▶ [Exercise] Omit all pictures. Reproduce exactly the lines from the first line of the records below through the line with "of the white".

** Material to process follows **

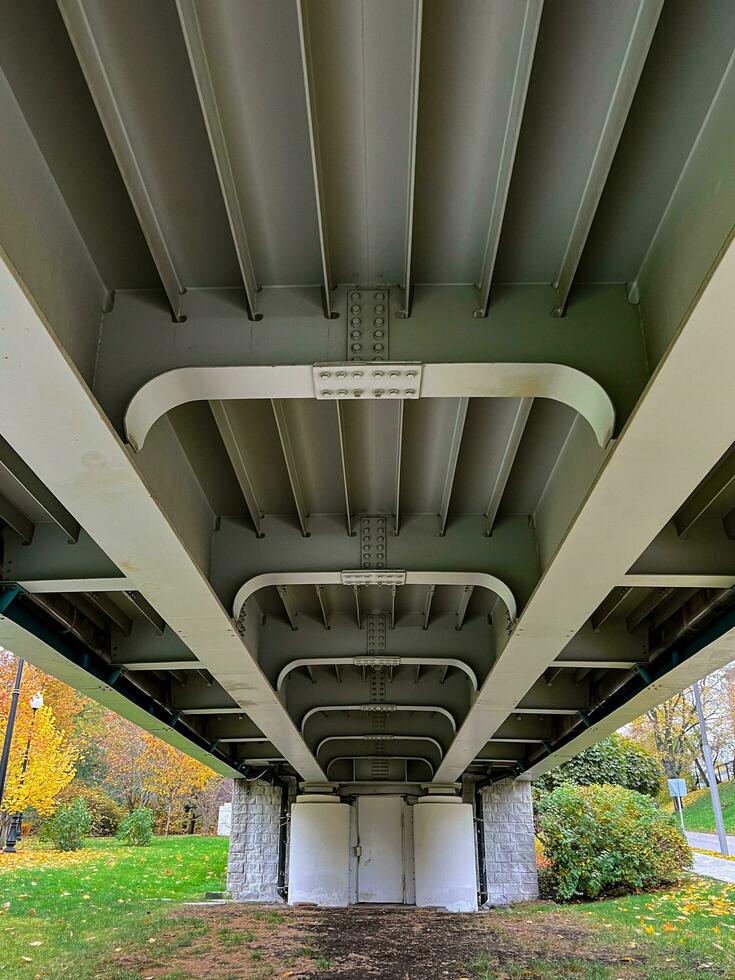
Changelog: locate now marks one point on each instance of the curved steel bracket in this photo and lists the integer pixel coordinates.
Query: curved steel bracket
(380, 737)
(389, 708)
(382, 758)
(482, 380)
(375, 661)
(479, 579)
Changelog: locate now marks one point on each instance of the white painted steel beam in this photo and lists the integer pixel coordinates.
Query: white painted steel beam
(22, 526)
(704, 497)
(482, 580)
(18, 469)
(418, 10)
(514, 117)
(454, 447)
(79, 24)
(644, 481)
(379, 737)
(239, 464)
(343, 662)
(71, 446)
(502, 380)
(380, 758)
(316, 164)
(506, 464)
(289, 458)
(76, 585)
(382, 707)
(678, 581)
(191, 29)
(599, 664)
(344, 465)
(626, 84)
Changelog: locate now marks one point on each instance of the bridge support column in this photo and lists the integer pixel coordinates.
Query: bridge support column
(444, 853)
(319, 850)
(252, 867)
(510, 854)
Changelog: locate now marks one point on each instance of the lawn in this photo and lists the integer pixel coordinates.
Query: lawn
(62, 913)
(111, 911)
(698, 814)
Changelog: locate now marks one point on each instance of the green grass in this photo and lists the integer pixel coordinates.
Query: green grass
(698, 815)
(61, 913)
(680, 933)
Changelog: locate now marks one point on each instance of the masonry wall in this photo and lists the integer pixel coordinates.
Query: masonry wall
(252, 869)
(509, 842)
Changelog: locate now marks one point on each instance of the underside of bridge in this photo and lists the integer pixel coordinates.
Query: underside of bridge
(366, 402)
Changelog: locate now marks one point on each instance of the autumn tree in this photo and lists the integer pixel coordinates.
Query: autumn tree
(172, 777)
(125, 761)
(50, 765)
(671, 729)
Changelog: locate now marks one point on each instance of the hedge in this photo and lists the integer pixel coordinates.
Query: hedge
(601, 840)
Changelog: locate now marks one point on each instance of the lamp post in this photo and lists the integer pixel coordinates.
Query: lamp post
(10, 726)
(15, 822)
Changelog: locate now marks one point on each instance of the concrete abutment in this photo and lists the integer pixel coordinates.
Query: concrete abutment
(435, 842)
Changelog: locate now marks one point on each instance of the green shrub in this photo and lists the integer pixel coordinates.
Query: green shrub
(600, 840)
(67, 828)
(105, 812)
(615, 761)
(137, 827)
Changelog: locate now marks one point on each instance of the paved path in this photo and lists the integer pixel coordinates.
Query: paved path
(712, 867)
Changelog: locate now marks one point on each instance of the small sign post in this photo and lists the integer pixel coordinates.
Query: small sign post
(678, 789)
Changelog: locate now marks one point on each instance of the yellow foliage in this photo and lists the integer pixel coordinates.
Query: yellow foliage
(50, 763)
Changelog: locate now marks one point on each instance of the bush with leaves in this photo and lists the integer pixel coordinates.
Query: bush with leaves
(105, 812)
(67, 828)
(137, 827)
(615, 761)
(601, 840)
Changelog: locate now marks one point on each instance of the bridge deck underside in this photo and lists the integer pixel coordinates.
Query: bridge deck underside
(365, 403)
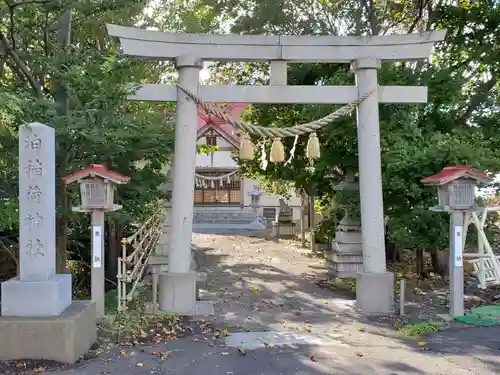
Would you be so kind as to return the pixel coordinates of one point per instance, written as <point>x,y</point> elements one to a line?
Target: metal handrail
<point>136,250</point>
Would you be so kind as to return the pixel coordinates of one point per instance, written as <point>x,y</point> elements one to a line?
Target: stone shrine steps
<point>223,218</point>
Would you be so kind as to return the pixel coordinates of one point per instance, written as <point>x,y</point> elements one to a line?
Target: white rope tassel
<point>292,151</point>
<point>263,156</point>
<point>277,151</point>
<point>313,149</point>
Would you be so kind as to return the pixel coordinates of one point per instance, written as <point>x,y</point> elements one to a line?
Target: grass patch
<point>418,329</point>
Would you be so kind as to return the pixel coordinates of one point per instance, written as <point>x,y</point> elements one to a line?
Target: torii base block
<point>375,293</point>
<point>178,295</point>
<point>63,338</point>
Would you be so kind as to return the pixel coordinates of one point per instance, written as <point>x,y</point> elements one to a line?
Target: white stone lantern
<point>456,186</point>
<point>97,188</point>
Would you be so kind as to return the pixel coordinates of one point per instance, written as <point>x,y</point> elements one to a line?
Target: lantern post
<point>97,187</point>
<point>456,187</point>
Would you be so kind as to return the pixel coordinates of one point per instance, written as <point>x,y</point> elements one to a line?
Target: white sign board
<point>96,246</point>
<point>458,246</point>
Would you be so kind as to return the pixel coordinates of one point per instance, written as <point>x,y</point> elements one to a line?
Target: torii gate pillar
<point>177,288</point>
<point>374,276</point>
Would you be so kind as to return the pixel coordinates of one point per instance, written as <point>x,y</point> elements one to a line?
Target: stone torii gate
<point>375,290</point>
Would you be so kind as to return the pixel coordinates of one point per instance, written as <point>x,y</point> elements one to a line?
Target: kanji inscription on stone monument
<point>37,202</point>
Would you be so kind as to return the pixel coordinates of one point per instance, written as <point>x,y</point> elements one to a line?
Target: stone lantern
<point>97,188</point>
<point>345,258</point>
<point>456,188</point>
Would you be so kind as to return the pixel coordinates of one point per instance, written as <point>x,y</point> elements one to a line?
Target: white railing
<point>133,263</point>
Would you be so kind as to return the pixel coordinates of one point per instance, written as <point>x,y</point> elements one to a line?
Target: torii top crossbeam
<point>160,45</point>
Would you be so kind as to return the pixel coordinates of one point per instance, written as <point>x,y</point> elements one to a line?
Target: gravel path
<point>263,285</point>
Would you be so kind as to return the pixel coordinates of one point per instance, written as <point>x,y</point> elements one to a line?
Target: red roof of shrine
<point>451,173</point>
<point>98,170</point>
<point>206,120</point>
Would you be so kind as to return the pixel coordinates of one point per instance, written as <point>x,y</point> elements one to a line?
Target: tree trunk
<point>440,262</point>
<point>420,263</point>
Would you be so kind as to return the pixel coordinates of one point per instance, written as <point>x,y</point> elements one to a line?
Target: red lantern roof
<point>96,170</point>
<point>451,173</point>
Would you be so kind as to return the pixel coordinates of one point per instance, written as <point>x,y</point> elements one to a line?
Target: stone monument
<point>346,256</point>
<point>284,225</point>
<point>39,319</point>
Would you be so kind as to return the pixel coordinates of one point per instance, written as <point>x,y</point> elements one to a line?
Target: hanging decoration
<point>277,155</point>
<point>263,155</point>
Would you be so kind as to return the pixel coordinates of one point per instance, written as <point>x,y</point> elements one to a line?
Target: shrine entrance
<point>221,187</point>
<point>374,286</point>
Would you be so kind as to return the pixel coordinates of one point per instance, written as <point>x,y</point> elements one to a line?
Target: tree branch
<point>478,99</point>
<point>21,66</point>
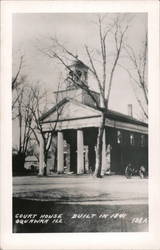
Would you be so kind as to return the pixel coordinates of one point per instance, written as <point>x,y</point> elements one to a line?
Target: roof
<point>124,118</point>
<point>111,114</point>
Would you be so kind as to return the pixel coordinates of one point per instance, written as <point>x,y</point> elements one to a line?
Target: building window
<point>142,140</point>
<point>132,139</point>
<point>119,137</point>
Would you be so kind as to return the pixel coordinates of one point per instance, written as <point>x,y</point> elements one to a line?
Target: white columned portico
<point>41,156</point>
<point>60,153</point>
<point>80,148</point>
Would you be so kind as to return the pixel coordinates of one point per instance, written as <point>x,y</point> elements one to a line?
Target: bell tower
<point>77,75</point>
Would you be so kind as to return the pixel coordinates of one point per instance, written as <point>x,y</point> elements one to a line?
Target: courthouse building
<point>76,119</point>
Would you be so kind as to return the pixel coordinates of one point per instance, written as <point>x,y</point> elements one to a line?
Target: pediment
<point>70,109</point>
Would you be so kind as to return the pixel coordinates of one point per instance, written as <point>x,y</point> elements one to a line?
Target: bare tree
<point>58,51</point>
<point>138,74</point>
<point>15,81</point>
<point>37,107</point>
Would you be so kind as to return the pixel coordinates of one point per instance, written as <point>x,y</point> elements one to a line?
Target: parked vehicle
<point>131,171</point>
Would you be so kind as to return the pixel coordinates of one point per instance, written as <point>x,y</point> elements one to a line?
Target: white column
<point>60,153</point>
<point>80,158</point>
<point>41,156</point>
<point>104,159</point>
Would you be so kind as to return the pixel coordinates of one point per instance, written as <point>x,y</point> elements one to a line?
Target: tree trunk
<point>98,167</point>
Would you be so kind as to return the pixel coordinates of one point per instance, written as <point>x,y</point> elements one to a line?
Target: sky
<point>31,32</point>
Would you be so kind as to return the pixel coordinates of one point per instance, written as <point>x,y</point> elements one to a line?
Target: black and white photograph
<point>80,122</point>
<point>80,101</point>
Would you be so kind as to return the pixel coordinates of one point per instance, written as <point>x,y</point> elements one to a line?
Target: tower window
<point>132,139</point>
<point>142,140</point>
<point>119,137</point>
<point>78,75</point>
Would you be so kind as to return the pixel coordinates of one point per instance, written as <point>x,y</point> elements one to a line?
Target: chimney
<point>130,111</point>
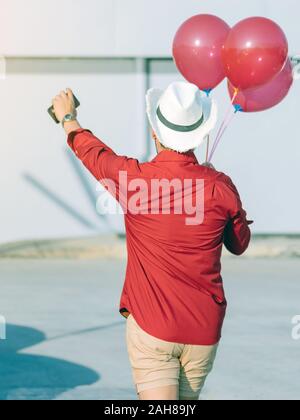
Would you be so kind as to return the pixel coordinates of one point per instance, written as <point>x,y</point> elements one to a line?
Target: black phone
<point>52,113</point>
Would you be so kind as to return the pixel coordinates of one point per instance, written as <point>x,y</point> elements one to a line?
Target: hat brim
<point>178,141</point>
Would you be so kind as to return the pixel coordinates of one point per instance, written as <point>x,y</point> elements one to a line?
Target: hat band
<point>180,128</point>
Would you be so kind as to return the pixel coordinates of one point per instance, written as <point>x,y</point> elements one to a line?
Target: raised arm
<point>97,157</point>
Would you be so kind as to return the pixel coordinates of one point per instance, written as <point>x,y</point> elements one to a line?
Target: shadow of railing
<point>32,377</point>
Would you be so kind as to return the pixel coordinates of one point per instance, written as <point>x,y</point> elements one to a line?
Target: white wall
<point>114,28</point>
<point>260,151</point>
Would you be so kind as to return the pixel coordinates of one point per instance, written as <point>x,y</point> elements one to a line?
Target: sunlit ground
<point>66,340</point>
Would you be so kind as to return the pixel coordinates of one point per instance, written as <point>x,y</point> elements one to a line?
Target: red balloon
<point>266,96</point>
<point>197,50</point>
<point>255,52</point>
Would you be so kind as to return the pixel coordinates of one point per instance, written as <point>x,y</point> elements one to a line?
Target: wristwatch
<point>69,118</point>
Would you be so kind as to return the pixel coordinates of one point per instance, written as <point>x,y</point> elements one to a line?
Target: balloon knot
<point>207,91</point>
<point>238,108</point>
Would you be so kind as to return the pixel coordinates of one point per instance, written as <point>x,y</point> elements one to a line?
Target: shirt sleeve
<point>237,234</point>
<point>101,161</point>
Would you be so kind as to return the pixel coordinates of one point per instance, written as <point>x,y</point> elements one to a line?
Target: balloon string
<point>227,115</point>
<point>207,149</point>
<point>226,125</point>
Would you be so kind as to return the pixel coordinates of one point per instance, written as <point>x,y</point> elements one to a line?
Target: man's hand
<point>64,104</point>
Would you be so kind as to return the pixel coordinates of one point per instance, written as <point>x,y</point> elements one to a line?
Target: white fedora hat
<point>181,116</point>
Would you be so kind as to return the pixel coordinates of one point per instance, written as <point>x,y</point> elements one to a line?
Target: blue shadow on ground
<point>25,377</point>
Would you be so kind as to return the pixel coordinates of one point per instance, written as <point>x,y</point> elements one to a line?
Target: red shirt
<point>173,284</point>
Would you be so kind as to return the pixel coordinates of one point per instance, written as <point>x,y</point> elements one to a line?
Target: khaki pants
<point>157,363</point>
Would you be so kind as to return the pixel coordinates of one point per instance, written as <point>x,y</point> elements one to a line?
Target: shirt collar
<point>172,156</point>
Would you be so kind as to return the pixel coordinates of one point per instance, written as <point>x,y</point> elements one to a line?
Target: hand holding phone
<point>52,113</point>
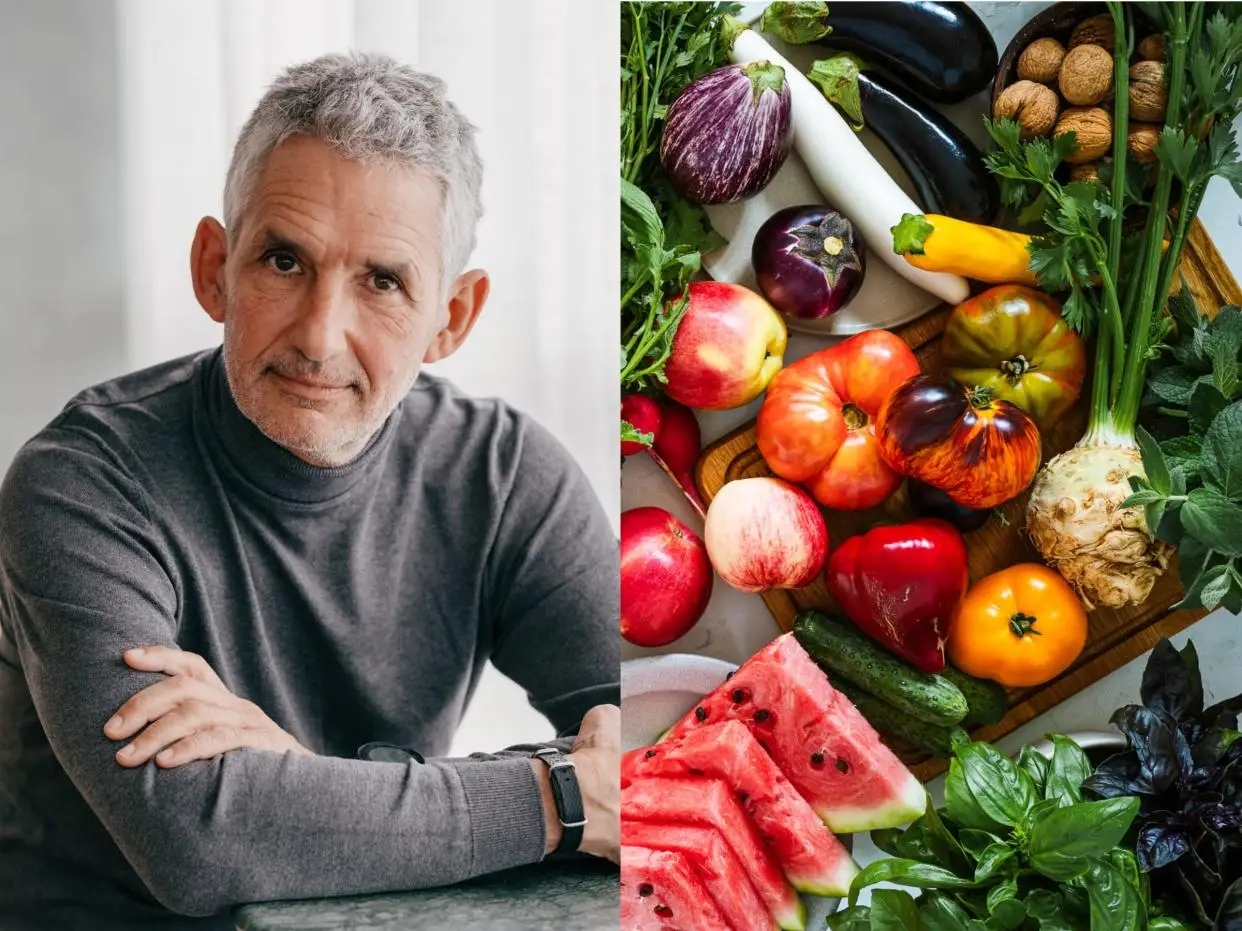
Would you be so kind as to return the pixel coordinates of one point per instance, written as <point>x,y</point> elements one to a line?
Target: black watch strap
<point>569,798</point>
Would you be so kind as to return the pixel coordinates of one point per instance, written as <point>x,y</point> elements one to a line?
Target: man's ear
<point>208,255</point>
<point>466,302</point>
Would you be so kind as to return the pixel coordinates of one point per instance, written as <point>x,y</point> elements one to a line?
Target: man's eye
<point>282,262</point>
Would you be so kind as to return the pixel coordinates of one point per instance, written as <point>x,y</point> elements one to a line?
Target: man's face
<point>332,297</point>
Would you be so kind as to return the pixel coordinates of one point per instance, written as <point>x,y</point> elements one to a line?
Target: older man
<point>245,596</point>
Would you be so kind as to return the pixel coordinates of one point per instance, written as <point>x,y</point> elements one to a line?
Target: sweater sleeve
<point>555,579</point>
<point>81,581</point>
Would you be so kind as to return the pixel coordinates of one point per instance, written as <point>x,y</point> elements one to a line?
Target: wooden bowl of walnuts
<point>1057,76</point>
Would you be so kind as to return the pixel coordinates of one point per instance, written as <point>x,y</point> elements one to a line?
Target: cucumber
<point>929,737</point>
<point>842,648</point>
<point>988,700</point>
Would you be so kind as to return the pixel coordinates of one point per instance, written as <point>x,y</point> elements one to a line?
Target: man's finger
<point>184,721</point>
<point>173,662</point>
<point>155,701</point>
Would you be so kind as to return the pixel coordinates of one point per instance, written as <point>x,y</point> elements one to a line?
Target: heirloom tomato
<point>1012,340</point>
<point>976,449</point>
<point>817,423</point>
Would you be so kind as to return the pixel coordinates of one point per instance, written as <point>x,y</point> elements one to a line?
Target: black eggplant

** End of Material to process **

▶ [Task result]
Changelog: locate now marks one point on each instance of the curved steel bracket in this photo and lists the integer pixel coordinates.
Query: curved steel bracket
(380, 737)
(389, 708)
(382, 758)
(482, 380)
(375, 661)
(479, 579)
Changelog: locate now marks one point on each instance of the white painted steel beam in this photo and lists the integer pixel coordinates.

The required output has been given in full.